**TEXT SHOWN**
*** Begin section ***

SUPREME COURT OF THE STATE OF NEW YORK Appellate Division, Fourth Judicial Department
May 6, 2011
JOYCE A. GOETCHIUS, INDIVIDUALLY AND AS EXECUTOR OF THE ESTATE OF JAMES J. GOETCHIUS, DECEASED,
PERRY J. SPAVENTO, M.D. AND MOUNT ST. MARY'S HOSPITAL OF NIAGARA FALLS,
Appeal from an order of the Supreme Court, Niagara County (Richard C. Kloch, Sr., A.J.), entered June 22, 2010 in a medical malpractice and wrongful death action. The order granted defendants' motion to compel.
Goetchius v Spavento
Appellate Division, Fourth Department Published by New York State Law Reporting Bureau pursuant to Judiciary Law § 431.
This opinion is uncorrected and subject to revision before publication in the Official Reports.
Decided on May 6, 2011
PRESENT: SCUDDER, P.J., SMITH, LINDLEY, GREEN, AND GORSKI, JJ.
It is hereby ORDERED that the order so appealed from is unanimously modified on the law by vacating the second ordering paragraph and granting the motion by directing plaintiff to submit to Supreme Court a certified complete copy of decedent's collateral source records from Community Blue and as modified the order is affirmed without costs, and the matter is remitted to Supreme Court, Niagara County, for further proceedings in accordance with the following Memorandum: In this wrongful death action based upon defendants' alleged medical malpractice, plaintiff appeals from an order granting defendants' motion seeking, inter alia, to compel plaintiff to provide an authorization to obtain the records of the physician who performed bypass surgery on her husband (decedent) approximately seven years before his death, as well as the records of the hospital where the surgery took place, and to provide an authorization for the release of collateral source records from decedent's health insurance carrier, Community Blue. We conclude at the outset that, although plaintiff is not seeking damages for medical expenses incurred on behalf of decedent, the records from decedent's health insurance carrier are nevertheless "material and necessary" to the defense of this action (CPLR 3101 [a]), inasmuch as they may contain information "reasonably calculated to lead to relevant evidence" (Grieco v Kaleida Health [appeal No. 2], 79 AD3d 1764, 1765). Indeed, the records are likely to include the names of decedent's medical providers and prior medical conditions that may be relevant to the defense of this action. We further conclude, however, that Supreme Court erred in directing plaintiff to provide an authorization permitting the release of those records to defendants. Rather, they should be reviewed by Supreme Court in camera so that irrelevant information is not disclosed to defendants (see Tirado v Koritz, 77 AD3d 1368, 1369; see generally Tabone v Lee, 59 AD3d 1021, 1022; Mayer v Cusyck, 284 AD2d 937). We therefore modify the order accordingly.

*** End section ***

**INFORMATION PROVIDED**
*** Begin section ***

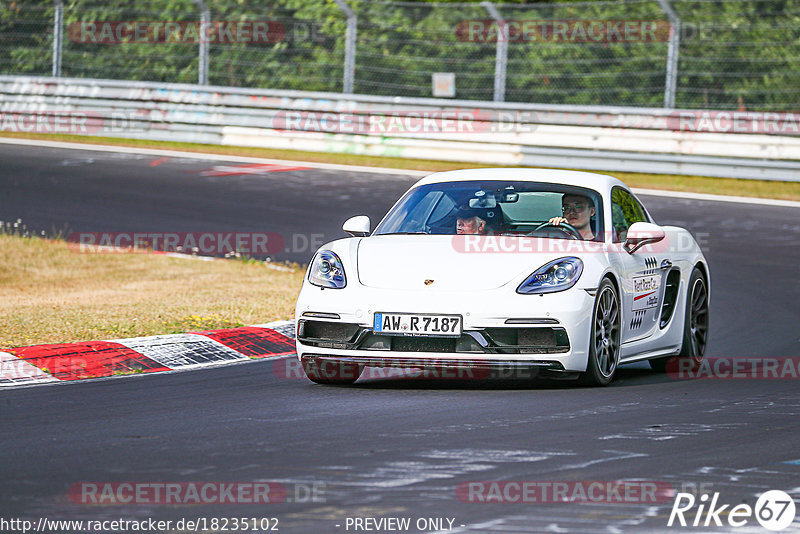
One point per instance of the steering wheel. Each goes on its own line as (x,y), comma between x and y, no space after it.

*** End section ***
*** Begin section ***

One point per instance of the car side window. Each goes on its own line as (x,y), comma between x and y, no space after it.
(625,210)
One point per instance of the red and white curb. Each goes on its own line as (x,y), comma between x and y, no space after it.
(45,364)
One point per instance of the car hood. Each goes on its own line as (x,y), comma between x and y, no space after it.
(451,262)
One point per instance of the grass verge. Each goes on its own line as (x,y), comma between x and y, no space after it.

*** End section ***

**WHAT YOU NEED TO DO**
According to the court decision, who was decedent's health insurance carrier? The lines come from a different source than the court decision.

**WRITTEN SOLUTION**
Community Blue